**PROMPT 1**
From the entries below, repeat word for word the lines beginning at the line that contains "the grass patch" and continuing through the final line of the entries.

**EXCERPT PROVIDED**
--- START ---
Short link to this page

Your account

http://LOGIN_NAME.cartodb.com

Overview

This workshop is first and foremost and introduction to PostGIS and the power of geospatial processing with open source tools. To get you there quickly, we are using the CartoDB platform. CartoDB is an open source tool that uses PostGIS to create dynamic interactive maps. CartoDB runs directly in the browser, allowing us to avoid having to install PostGIS during this introduction workshop.

Who

Andrew Hill, @andrewxhill - Vizzuality
Michael Keller, @mhkeller - Al Jazeera America, contact info for questions

Bonus

By the end of this workshop you will also have created a map with both Leaflet and Google Maps, you will have created infowindows and legends on an interactive map, and you will have created maps that you can embed and share on your websites or twitter.

Introduction to CartoDB

CartoDB is an open source tool hosted as an online service. Anyone can create a free account and for those more adventurous, the source is available on GitHub.

Tutorials

You can find a long list of tutorials, both written and video, on the CartoDB website

Documentation

As you learn more about CartoDB, start digging into the online documentation

CartoDB allows you to make more than just maps, it can help you build entire geospatial applications. There is an easy to use Javascript library that you can use to integrate maps, geospatial data, and SQL queries into your website.

Support

As you start expirementing more you'll want to know about the GIS StackExchange. If you tag questions with cartodb, postgis or both you will get great help from the community. Just remember to keep question titles short and descriptive. Same goes for the question content, keep it short and to the point. Include links to code (preferably code that wont disappear in the future) or include portions of relevant code for potential helpers to better understand your problem.

Using the dashboard

The CartoDB dashboard is broken down into a few different interfaces.

The table manager

This is the first page you see when you load your account. It is where you will drag new files for upload or create new blank tables. You can see and delete existing datasets here.

The table view

When you load a new dataset or load an old one, you'll be brought to the table view. The table view lets you look at the columns and rows of your data. You can edit individual values. You can change column names and types. You can filter your data and query it using SQL.
--- END ---
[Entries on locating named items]
--- START ---
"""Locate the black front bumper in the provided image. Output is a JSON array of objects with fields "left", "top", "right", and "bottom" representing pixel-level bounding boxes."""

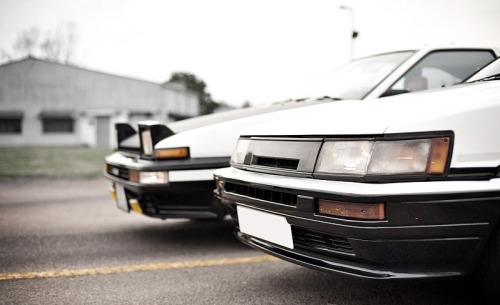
[
  {"left": 104, "top": 153, "right": 229, "bottom": 219},
  {"left": 115, "top": 181, "right": 224, "bottom": 219},
  {"left": 216, "top": 177, "right": 500, "bottom": 279}
]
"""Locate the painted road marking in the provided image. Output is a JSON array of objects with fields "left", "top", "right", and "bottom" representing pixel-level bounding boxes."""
[{"left": 0, "top": 255, "right": 280, "bottom": 281}]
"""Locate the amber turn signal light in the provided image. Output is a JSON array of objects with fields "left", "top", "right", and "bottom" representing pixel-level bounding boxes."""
[
  {"left": 155, "top": 147, "right": 189, "bottom": 159},
  {"left": 426, "top": 137, "right": 450, "bottom": 174},
  {"left": 318, "top": 199, "right": 385, "bottom": 220}
]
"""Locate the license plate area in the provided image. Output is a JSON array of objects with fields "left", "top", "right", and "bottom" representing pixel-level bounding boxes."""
[
  {"left": 115, "top": 184, "right": 130, "bottom": 213},
  {"left": 236, "top": 205, "right": 293, "bottom": 249}
]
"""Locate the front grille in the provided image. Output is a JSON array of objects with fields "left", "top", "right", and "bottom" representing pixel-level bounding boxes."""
[
  {"left": 292, "top": 226, "right": 354, "bottom": 255},
  {"left": 253, "top": 156, "right": 299, "bottom": 170},
  {"left": 224, "top": 182, "right": 297, "bottom": 206},
  {"left": 107, "top": 164, "right": 130, "bottom": 180}
]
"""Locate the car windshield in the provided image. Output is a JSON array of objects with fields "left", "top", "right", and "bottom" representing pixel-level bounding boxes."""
[
  {"left": 466, "top": 57, "right": 500, "bottom": 83},
  {"left": 297, "top": 51, "right": 415, "bottom": 100}
]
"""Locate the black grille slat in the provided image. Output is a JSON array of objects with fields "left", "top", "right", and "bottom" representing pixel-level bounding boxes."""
[
  {"left": 107, "top": 164, "right": 130, "bottom": 180},
  {"left": 224, "top": 182, "right": 297, "bottom": 206},
  {"left": 253, "top": 157, "right": 299, "bottom": 170},
  {"left": 292, "top": 226, "right": 354, "bottom": 255}
]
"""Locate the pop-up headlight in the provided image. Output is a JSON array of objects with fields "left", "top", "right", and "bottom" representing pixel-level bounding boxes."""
[
  {"left": 138, "top": 121, "right": 174, "bottom": 158},
  {"left": 231, "top": 138, "right": 250, "bottom": 164}
]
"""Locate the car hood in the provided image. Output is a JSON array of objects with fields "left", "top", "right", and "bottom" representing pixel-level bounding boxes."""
[
  {"left": 242, "top": 81, "right": 500, "bottom": 168},
  {"left": 242, "top": 81, "right": 500, "bottom": 136},
  {"left": 155, "top": 100, "right": 336, "bottom": 158}
]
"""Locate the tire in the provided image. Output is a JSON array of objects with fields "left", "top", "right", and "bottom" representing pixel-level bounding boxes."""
[{"left": 479, "top": 228, "right": 500, "bottom": 305}]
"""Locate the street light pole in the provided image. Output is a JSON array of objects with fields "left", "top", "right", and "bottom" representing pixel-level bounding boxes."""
[{"left": 339, "top": 5, "right": 359, "bottom": 60}]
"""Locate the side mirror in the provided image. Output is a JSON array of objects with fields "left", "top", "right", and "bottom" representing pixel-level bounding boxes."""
[{"left": 379, "top": 89, "right": 410, "bottom": 97}]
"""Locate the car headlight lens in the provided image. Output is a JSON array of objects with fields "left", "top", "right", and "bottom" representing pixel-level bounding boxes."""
[
  {"left": 231, "top": 139, "right": 250, "bottom": 164},
  {"left": 316, "top": 141, "right": 373, "bottom": 175},
  {"left": 130, "top": 170, "right": 168, "bottom": 184},
  {"left": 316, "top": 137, "right": 450, "bottom": 176}
]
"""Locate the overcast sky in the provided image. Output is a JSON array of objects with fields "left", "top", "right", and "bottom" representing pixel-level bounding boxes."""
[{"left": 0, "top": 0, "right": 500, "bottom": 106}]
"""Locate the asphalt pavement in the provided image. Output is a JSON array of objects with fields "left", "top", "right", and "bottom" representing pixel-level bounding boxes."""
[{"left": 0, "top": 179, "right": 484, "bottom": 305}]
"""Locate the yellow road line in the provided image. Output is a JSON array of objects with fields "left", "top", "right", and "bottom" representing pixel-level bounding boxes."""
[{"left": 0, "top": 255, "right": 279, "bottom": 281}]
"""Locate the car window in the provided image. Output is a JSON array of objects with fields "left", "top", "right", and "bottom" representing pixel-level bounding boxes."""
[
  {"left": 296, "top": 51, "right": 415, "bottom": 100},
  {"left": 390, "top": 50, "right": 495, "bottom": 92},
  {"left": 467, "top": 57, "right": 500, "bottom": 82}
]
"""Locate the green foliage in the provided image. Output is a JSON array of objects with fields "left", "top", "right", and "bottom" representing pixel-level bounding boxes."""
[
  {"left": 0, "top": 147, "right": 111, "bottom": 182},
  {"left": 168, "top": 72, "right": 220, "bottom": 114}
]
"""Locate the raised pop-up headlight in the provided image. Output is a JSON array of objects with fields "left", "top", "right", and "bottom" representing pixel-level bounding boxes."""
[
  {"left": 138, "top": 121, "right": 174, "bottom": 158},
  {"left": 316, "top": 137, "right": 450, "bottom": 176},
  {"left": 231, "top": 138, "right": 250, "bottom": 164}
]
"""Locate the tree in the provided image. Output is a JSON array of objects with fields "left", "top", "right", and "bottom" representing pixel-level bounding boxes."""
[
  {"left": 168, "top": 72, "right": 220, "bottom": 114},
  {"left": 40, "top": 23, "right": 76, "bottom": 64},
  {"left": 0, "top": 22, "right": 77, "bottom": 64},
  {"left": 14, "top": 27, "right": 40, "bottom": 56}
]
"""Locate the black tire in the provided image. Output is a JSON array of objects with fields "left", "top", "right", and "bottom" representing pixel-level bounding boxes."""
[{"left": 479, "top": 228, "right": 500, "bottom": 305}]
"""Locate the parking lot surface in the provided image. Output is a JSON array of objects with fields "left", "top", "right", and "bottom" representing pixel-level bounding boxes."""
[{"left": 0, "top": 179, "right": 484, "bottom": 305}]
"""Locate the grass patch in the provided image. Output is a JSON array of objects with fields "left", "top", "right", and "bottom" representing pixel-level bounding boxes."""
[{"left": 0, "top": 147, "right": 111, "bottom": 181}]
--- END ---
**PROMPT 2**
Reproduce the passage of the CartoDB workshop page above verbatim, beginning at the words "Introduction to CartoDB" and stopping after the words "available on GitHub.".

**COMPLETE ANSWER 1**
"""Locate the grass patch in the provided image. Output is a JSON array of objects with fields "left", "top", "right", and "bottom" representing pixel-level bounding boxes."""
[{"left": 0, "top": 147, "right": 111, "bottom": 181}]

**COMPLETE ANSWER 2**
Introduction to CartoDB

CartoDB is an open source tool hosted as an online service. Anyone can create a free account and for those more adventurous, the source is available on GitHub.